▸ **Stored data**
....

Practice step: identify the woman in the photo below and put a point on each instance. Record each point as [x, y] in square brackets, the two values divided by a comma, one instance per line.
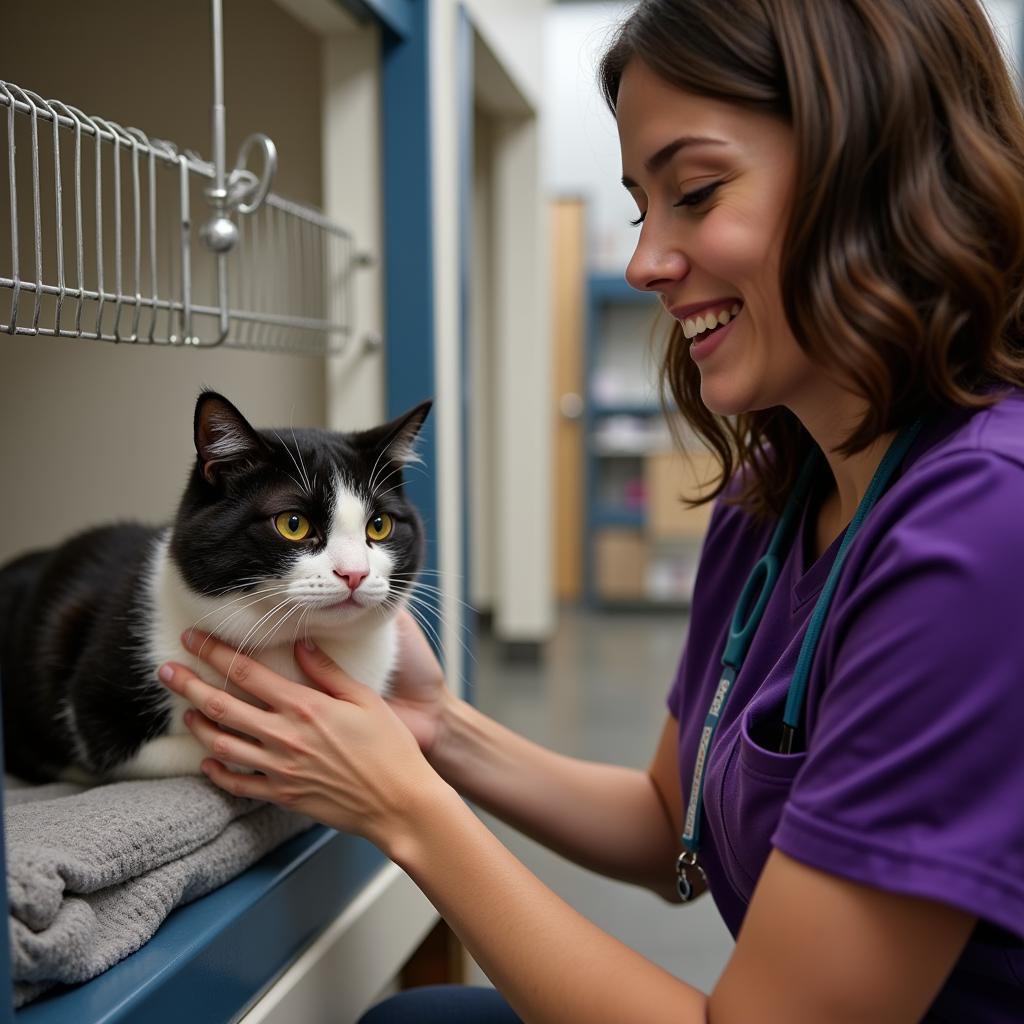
[830, 196]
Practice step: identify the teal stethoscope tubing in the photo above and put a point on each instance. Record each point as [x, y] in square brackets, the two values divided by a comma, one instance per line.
[747, 617]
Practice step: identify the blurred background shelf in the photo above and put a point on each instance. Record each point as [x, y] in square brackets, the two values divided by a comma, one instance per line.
[641, 543]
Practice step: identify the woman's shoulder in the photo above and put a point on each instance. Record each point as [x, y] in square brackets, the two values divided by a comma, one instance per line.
[995, 433]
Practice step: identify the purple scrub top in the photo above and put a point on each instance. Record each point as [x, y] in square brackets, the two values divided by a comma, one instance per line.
[912, 780]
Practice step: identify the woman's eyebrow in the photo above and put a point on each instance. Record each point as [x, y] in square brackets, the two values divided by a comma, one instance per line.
[654, 163]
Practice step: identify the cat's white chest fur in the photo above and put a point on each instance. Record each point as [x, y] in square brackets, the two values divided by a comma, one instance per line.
[367, 650]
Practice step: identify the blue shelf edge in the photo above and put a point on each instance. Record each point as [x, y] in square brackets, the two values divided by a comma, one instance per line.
[212, 958]
[619, 517]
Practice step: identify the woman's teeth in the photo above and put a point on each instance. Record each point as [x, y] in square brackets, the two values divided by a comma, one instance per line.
[695, 327]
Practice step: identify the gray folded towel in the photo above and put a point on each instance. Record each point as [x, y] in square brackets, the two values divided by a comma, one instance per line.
[91, 872]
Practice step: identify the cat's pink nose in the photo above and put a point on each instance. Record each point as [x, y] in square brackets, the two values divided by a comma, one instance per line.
[352, 578]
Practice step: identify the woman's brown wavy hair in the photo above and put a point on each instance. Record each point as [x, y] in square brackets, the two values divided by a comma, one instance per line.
[903, 257]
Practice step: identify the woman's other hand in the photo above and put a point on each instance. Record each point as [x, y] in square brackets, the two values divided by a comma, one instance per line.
[337, 753]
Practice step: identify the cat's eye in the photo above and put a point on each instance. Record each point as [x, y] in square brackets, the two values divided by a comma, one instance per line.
[380, 526]
[293, 525]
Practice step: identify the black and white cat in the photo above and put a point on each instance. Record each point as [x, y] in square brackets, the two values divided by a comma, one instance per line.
[279, 536]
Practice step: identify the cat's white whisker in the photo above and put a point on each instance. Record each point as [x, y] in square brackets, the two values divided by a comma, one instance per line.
[422, 604]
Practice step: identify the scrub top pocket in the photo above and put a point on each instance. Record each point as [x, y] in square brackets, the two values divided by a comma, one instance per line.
[755, 786]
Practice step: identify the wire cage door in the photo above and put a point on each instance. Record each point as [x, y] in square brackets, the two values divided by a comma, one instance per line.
[108, 237]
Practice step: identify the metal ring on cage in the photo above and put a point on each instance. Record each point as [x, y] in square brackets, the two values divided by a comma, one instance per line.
[235, 197]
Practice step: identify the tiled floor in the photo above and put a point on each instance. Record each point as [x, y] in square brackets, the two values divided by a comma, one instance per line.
[599, 694]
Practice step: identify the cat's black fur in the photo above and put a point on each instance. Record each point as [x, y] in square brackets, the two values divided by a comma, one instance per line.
[75, 621]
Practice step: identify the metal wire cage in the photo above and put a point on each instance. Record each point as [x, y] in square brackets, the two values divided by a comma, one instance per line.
[102, 242]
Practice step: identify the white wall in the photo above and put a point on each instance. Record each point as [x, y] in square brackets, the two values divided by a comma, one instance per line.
[512, 35]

....

▸ **Stated problem**
Copy out, word for word, the lines from the one containing "Practice step: identify the tiled" through the last line of the set.

▸ **Solution to the problem**
Practice step: identify the tiled floor in the photo above and put a point on each instance. Record each point as [x, y] in square brackets, the two values divided by a comma, one instance per line.
[599, 694]
Practice step: identify the cat's black fur in the photo above and put a point on each instance. Record each point as [x, y] in square brackets, the two values divided by a comma, one instance per line.
[75, 621]
Practice step: identify the metal wire cage in the photo above and put a point on each instance. Record each point as [x, y] in square brackets, the two values divided by a comma, one instance per line.
[102, 242]
Practice step: identify the white wall in the photo above and put a point on each instance. Record each point as [x, y] in square brackets, the two values divided by a comma, one instance per line.
[512, 35]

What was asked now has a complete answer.